┌─ Document

[Sigia-l] How to evaluate your team of interaction designers?

Lyle Kantrovich lyle.kantrovich at gmail.com
Fri Dec 9 17:47:22 EST 2005


On 12/8/05, Listera <listera at rcn.com> wrote:
> prady:
>
> > Performance review is also about feedback
>
> Which brings up an interesting question: should feedback be given at any
> time when it's most fresh/relevant/needed or in a formalized/designated
> fashion every 6/12 months because, well, that's just best practice?

Good point (other than saying doing it wrong is "best practice"). 
Really, a review's outcome should never be a shock to anyone
involved...if it is, it's a failure of both management and employee. 
People should never go too long without knowing how they are doing
directionally and from an overall performance standpoint.  Any good
current management or HR book would agree.  Bill Jensen's book "The
Simplicity Survival Handbook" does a good job of outlining how
employees (also) need to make sure they are getting regular feedback.

Martin's list seems heavy on the UX skills side, and light on the
general behavioral side (communication, teamwork, problem solving,
etc.).  E.g. creativity, communication and problem solving happen
outside of projects and designs as well.

Another point is that it's not really fair to evaluate employees
against criteria that haven't been communicated ahead of time.   If
you are just determining now what is expected of them, then they
should understand those expectations BEFORE they are expected to live
up to them.

└─

[Task goal]:
Rewrite the part of the mailing-list post on evaluating interaction designers that opens with the words containing "On 12/8/05, Listera" and closes with "just best practice?", putting "input" wherever "feedback" appears.

┌─ Items

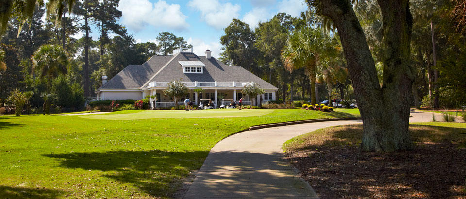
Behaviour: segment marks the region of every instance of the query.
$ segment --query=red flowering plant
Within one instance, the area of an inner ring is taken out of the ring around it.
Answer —
[[[142,100],[139,101],[136,101],[134,102],[134,107],[136,109],[142,109],[142,107],[144,105],[144,102]]]

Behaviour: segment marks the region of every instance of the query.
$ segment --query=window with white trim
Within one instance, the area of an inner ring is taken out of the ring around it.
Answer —
[[[264,100],[272,100],[272,93],[266,93],[264,94]]]

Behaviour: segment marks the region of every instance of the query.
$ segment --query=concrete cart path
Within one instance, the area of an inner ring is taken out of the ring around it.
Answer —
[[[414,122],[432,118],[431,113],[415,111],[411,115],[410,121]],[[317,198],[284,159],[282,144],[322,128],[360,122],[310,123],[248,131],[228,137],[211,150],[185,198]]]
[[[94,115],[94,114],[102,114],[104,113],[112,113],[111,111],[100,111],[98,112],[82,113],[72,113],[69,114],[56,114],[55,116],[83,116],[84,115]]]

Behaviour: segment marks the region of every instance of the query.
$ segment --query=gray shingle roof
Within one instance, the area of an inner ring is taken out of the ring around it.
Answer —
[[[139,88],[173,57],[154,55],[142,65],[129,65],[100,88]]]
[[[186,52],[174,56],[154,56],[142,65],[130,65],[100,88],[138,88],[146,87],[153,81],[171,82],[181,79],[183,82],[200,82],[252,81],[265,90],[277,89],[245,69],[226,65],[213,57],[208,59],[205,56]],[[203,73],[184,73],[179,61],[201,61],[205,64]]]

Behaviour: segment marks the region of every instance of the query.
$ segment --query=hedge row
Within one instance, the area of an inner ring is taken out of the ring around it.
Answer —
[[[89,105],[92,107],[96,107],[99,106],[110,106],[112,103],[112,101],[113,100],[102,100],[100,101],[91,101],[89,103]],[[116,100],[115,104],[120,104],[120,105],[122,105],[123,104],[131,104],[133,105],[134,105],[134,100]]]

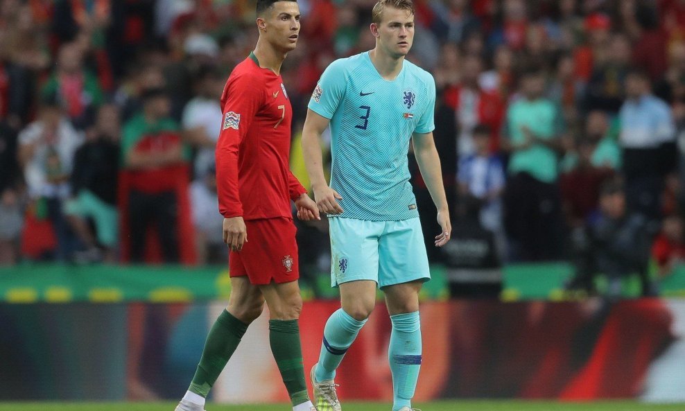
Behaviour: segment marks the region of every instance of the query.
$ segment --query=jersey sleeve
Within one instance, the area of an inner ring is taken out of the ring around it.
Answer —
[[[222,98],[223,121],[216,143],[216,191],[219,213],[225,218],[243,215],[238,190],[238,155],[252,119],[263,103],[263,89],[249,75],[229,78]]]
[[[328,119],[333,118],[345,95],[347,76],[343,61],[336,60],[324,71],[307,106],[311,111]]]
[[[426,83],[428,89],[426,98],[428,102],[414,130],[414,132],[419,134],[431,132],[435,130],[435,80],[433,76],[426,73]]]

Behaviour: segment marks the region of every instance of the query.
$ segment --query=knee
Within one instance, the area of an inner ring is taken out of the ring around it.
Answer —
[[[269,307],[269,309],[272,309]],[[293,295],[288,298],[283,299],[278,306],[274,307],[275,313],[272,315],[272,318],[279,320],[297,320],[300,314],[302,312],[302,297],[299,293]]]
[[[364,321],[371,315],[374,311],[374,304],[358,302],[344,306],[342,309],[348,315],[357,321]]]
[[[250,324],[259,318],[263,311],[263,299],[252,301],[234,306],[229,306],[229,311],[233,314],[234,317],[245,324]]]

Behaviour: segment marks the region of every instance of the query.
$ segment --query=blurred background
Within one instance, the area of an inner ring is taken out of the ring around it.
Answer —
[[[375,1],[298,3],[281,74],[309,186],[306,104],[330,62],[373,48]],[[418,398],[685,401],[685,1],[415,6],[453,227],[436,249],[410,160],[433,278]],[[230,290],[214,147],[254,9],[0,0],[0,400],[182,394]],[[297,224],[307,365],[337,294],[325,220]],[[381,305],[345,398],[388,398]],[[261,328],[214,399],[287,400]]]

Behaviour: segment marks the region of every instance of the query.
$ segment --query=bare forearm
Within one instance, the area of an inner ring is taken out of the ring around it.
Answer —
[[[429,147],[414,147],[416,161],[419,164],[421,175],[431,193],[433,202],[438,210],[447,209],[447,198],[442,182],[442,169],[440,157],[434,145]]]
[[[315,130],[302,131],[302,153],[304,155],[304,166],[311,186],[327,185],[324,175],[323,155],[321,154],[321,134]]]

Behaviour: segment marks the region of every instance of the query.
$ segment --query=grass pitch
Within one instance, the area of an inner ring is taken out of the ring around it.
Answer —
[[[0,411],[173,411],[176,403],[0,403]],[[683,411],[685,403],[634,401],[560,403],[520,401],[458,401],[417,403],[423,411]],[[288,411],[289,404],[224,405],[209,403],[207,411]],[[346,402],[345,411],[390,411],[385,403]]]

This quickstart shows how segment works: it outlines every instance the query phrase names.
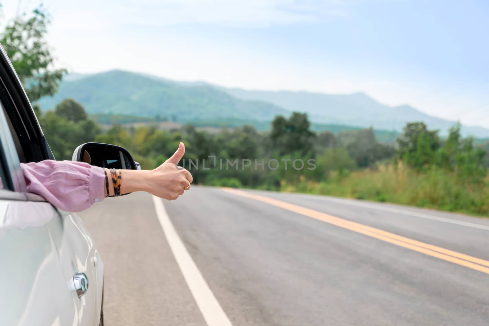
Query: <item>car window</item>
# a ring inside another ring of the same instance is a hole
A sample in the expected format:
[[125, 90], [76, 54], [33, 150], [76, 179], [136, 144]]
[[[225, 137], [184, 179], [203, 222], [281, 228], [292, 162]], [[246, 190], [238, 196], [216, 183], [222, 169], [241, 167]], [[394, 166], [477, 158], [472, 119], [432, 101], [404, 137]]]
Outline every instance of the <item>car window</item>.
[[3, 87], [0, 89], [0, 104], [1, 105], [7, 123], [8, 124], [10, 133], [14, 139], [14, 143], [15, 144], [15, 149], [17, 150], [19, 160], [22, 163], [29, 162], [30, 160], [26, 159], [22, 144], [21, 141], [21, 139], [23, 139], [24, 143], [28, 142], [27, 137], [25, 137], [25, 129], [22, 123], [20, 118], [15, 112], [15, 107], [9, 98], [8, 94]]

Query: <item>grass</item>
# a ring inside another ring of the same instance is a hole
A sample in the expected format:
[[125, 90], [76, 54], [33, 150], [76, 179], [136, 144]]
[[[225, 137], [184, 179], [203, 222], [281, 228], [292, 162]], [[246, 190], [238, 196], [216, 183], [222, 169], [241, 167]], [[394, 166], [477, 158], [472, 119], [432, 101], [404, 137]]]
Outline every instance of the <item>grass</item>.
[[281, 190], [487, 216], [488, 181], [471, 183], [438, 169], [419, 173], [405, 167], [382, 166], [341, 177], [333, 174], [321, 182], [304, 179], [293, 185], [284, 182]]

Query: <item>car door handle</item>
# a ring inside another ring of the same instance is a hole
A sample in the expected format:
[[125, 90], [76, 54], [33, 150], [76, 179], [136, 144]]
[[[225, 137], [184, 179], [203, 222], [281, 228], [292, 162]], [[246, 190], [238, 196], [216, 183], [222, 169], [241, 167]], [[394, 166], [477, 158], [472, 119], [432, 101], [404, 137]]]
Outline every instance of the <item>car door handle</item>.
[[73, 284], [78, 298], [81, 298], [89, 289], [89, 279], [84, 273], [75, 274], [73, 277]]

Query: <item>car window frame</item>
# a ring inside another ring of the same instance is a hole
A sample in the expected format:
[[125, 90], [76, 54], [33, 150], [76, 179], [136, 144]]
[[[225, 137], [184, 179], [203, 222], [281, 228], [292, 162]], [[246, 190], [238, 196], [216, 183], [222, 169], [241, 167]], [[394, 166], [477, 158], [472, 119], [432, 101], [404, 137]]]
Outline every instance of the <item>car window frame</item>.
[[[7, 192], [25, 192], [25, 180], [21, 168], [14, 139], [3, 110], [0, 111], [0, 164], [3, 176], [5, 178], [4, 181], [2, 182], [3, 190]], [[5, 194], [4, 195], [6, 196]]]
[[7, 118], [14, 126], [17, 137], [22, 143], [22, 149], [26, 161], [55, 159], [23, 87], [1, 44], [0, 87], [8, 95], [8, 105], [4, 105], [8, 116]]

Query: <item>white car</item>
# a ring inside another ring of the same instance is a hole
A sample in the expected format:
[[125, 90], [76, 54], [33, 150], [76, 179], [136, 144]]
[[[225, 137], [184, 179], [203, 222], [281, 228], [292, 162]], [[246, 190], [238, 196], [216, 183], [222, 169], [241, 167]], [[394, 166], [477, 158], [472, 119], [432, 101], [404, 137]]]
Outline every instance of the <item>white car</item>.
[[[20, 162], [54, 157], [0, 49], [0, 325], [102, 325], [104, 264], [93, 239], [76, 214], [26, 192]], [[94, 165], [137, 168], [107, 144], [81, 145], [74, 159], [86, 151]]]

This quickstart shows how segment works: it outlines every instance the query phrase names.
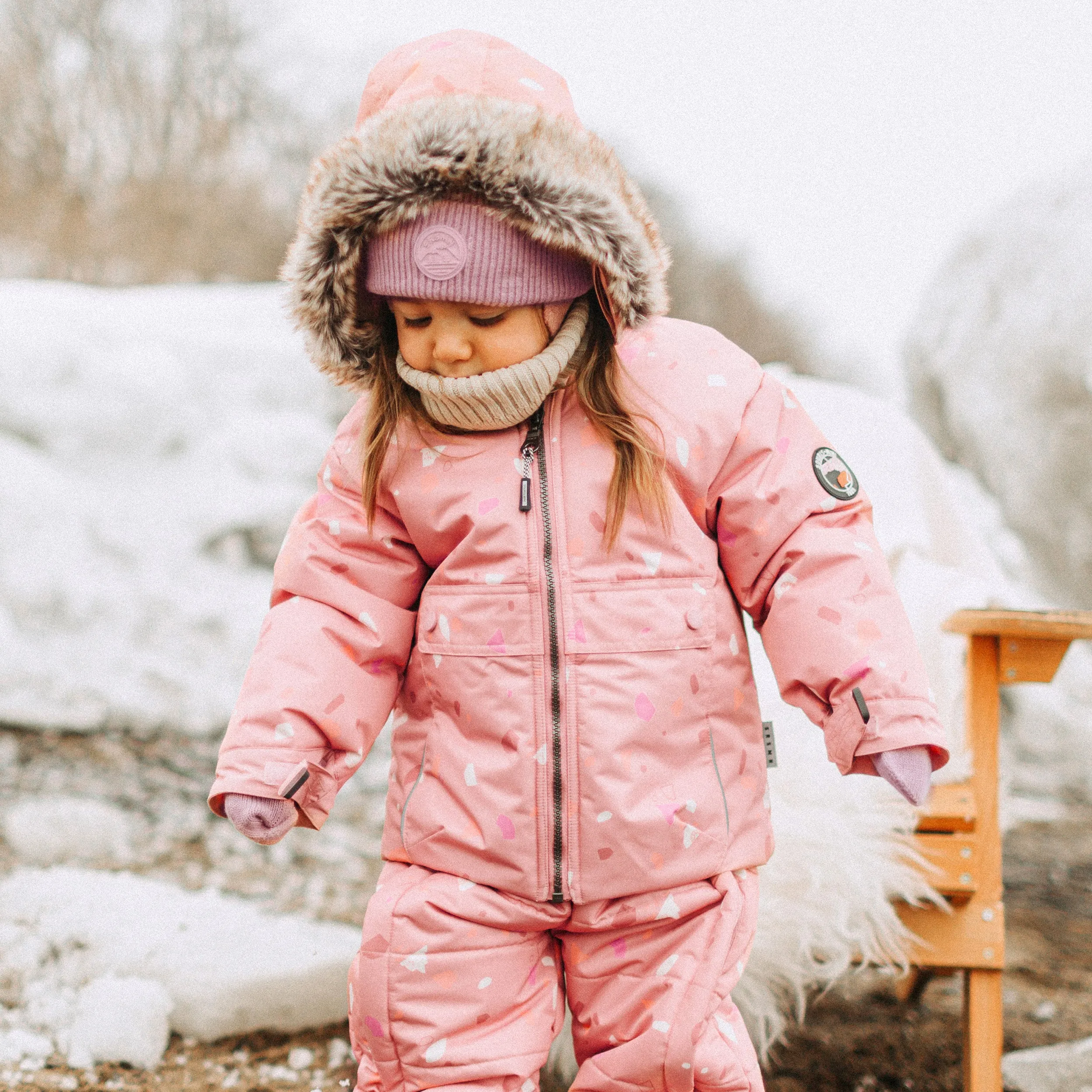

└─

[Finished exercise]:
On 12/8/05, Listera <listera at rcn.com> wrote:
> prady:
>
> > Performance review is also about input
>
> Which brings up an interesting question: should input be given at any
> time when it's most fresh/relevant/needed or in a formalized/designated
> fashion every 6/12 months because, well, that's just best practice?